■ Items from a dataset ■

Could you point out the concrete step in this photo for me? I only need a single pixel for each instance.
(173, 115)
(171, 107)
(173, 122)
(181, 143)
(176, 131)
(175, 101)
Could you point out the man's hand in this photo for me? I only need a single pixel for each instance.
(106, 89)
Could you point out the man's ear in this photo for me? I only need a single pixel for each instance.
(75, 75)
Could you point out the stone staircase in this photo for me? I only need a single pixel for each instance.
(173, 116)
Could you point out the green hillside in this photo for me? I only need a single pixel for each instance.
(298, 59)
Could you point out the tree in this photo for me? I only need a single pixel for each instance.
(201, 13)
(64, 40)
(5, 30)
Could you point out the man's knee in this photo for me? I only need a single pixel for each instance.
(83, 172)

■ Task details ■
Reproduce all data above, unchanged.

■ Task answer ■
Could you point out the concrete step in this photo for me? I only need a single pixel for each instance.
(173, 115)
(171, 107)
(173, 122)
(181, 143)
(176, 131)
(175, 101)
Could you point out the man's hand in this photo for me? I only need a single pixel for each instance.
(106, 89)
Could you point out the man's ear in this photo for me? I only need a single pixel for each instance.
(75, 75)
Could you point out the stone staircase in this photo for me? I only need a single pixel for each instance.
(173, 116)
Could you point out the green hillside in this photo for me? I only need a single pixel for each instance.
(298, 59)
Could you point out the tree in this photo for me? I only need a single pixel for each instance.
(201, 13)
(64, 40)
(5, 30)
Could you point out the man's knee in this photo for me? I only need a single pixel for each instance.
(83, 172)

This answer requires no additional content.